КРАТКАЯ ЗАДАЧА 1:
Перепишите без изменений весь текст о кампании против «низкопоклонства перед Западом».
--- ФРАГМЕНТ ДОКУМЕНТА ---
В то время я еще ничего не читала из Цветаевой, Гумилева, Мандельштама. Зарубежные авторы тоже были запрещены, они попали под другую кампанию – «низкопоклонство перед Западом». Эта кампания выходила за рамки литературы. В один прекрасный день страна обнаружила, что «французская» булка теперь называется «городской». «Меню» заменили неблагозвучным словом «разблюдовка», а конфеты «Американский орех» превратились в «Южный орех».

Моему мужу нравилось расхваливать летательный аппарат Можайского, который был изобретен раньше, чем самолет братьев Райт. «Замечательная машина, – говаривал Валентин. – Прекрасная машина. Только одна проблема – не летает». Официально утверждалось, что радио изобрел Попов, электрическую лампочку – Яблочков, а паровой двигатель – Черепановы. Зарубежные изобретатели не упоминались даже в учебниках. Оказывается, и танк был изобретен славянами – еще в тринадцатом веке они запрягали лошадь в деревянную телегу. Позже эту идею украли и использовали на Западе.

Подобные утверждения породили серию анекдотов.
---
КРАТКАЯ ЗАДАЧА 2:
Выпишите из строк ниже каждую строку, в которой встречается слово «simplified», с учетом регистра букв.
--- СТРОКИ ДАННЫХ ---
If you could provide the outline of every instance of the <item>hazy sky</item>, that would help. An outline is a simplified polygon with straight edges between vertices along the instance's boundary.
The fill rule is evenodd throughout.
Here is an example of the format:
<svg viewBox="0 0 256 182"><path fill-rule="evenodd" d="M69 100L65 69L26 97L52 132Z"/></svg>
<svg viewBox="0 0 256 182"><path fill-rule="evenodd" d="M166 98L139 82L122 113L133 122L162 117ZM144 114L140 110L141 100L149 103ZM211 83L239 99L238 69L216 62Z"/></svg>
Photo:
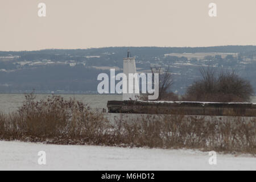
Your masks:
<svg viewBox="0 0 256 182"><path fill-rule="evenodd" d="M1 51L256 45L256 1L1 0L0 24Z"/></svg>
---
--- СТРОКИ ДАННЫХ ---
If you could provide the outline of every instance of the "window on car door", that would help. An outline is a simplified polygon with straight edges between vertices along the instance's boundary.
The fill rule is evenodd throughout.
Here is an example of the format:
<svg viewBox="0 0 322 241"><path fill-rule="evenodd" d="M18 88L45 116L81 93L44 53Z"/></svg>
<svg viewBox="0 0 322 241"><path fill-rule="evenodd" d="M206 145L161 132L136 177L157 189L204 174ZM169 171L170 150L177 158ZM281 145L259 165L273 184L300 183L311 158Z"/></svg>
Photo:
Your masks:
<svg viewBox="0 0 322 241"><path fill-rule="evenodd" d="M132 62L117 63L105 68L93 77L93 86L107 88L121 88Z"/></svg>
---
ПОЛНЫЙ ОТВЕТ 1:
В то время я еще ничего не читала из Цветаевой, Гумилева, Мандельштама. Зарубежные авторы тоже были запрещены, они попали под другую кампанию – «низкопоклонство перед Западом». Эта кампания выходила за рамки литературы. В один прекрасный день страна обнаружила, что «французская» булка теперь называется «городской». «Меню» заменили неблагозвучным словом «разблюдовка», а конфеты «Американский орех» превратились в «Южный орех».

Моему мужу нравилось расхваливать летательный аппарат Можайского, который был изобретен раньше, чем самолет братьев Райт. «Замечательная машина, – говаривал Валентин. – Прекрасная машина. Только одна проблема – не летает». Официально утверждалось, что радио изобрел Попов, электрическую лампочку – Яблочков, а паровой двигатель – Черепановы. Зарубежные изобретатели не упоминались даже в учебниках. Оказывается, и танк был изобретен славянами – еще в тринадцатом веке они запрягали лошадь в деревянную телегу. Позже эту идею украли и использовали на Западе.

Подобные утверждения породили серию анекдотов.

ПОЛНЫЙ ОТВЕТ 2:
If you could provide the outline of every instance of the <item>hazy sky</item>, that would help. An outline is a simplified polygon with straight edges between vertices along the instance's boundary.
If you could provide the outline of every instance of the "window on car door", that would help. An outline is a simplified polygon with straight edges between vertices along the instance's boundary.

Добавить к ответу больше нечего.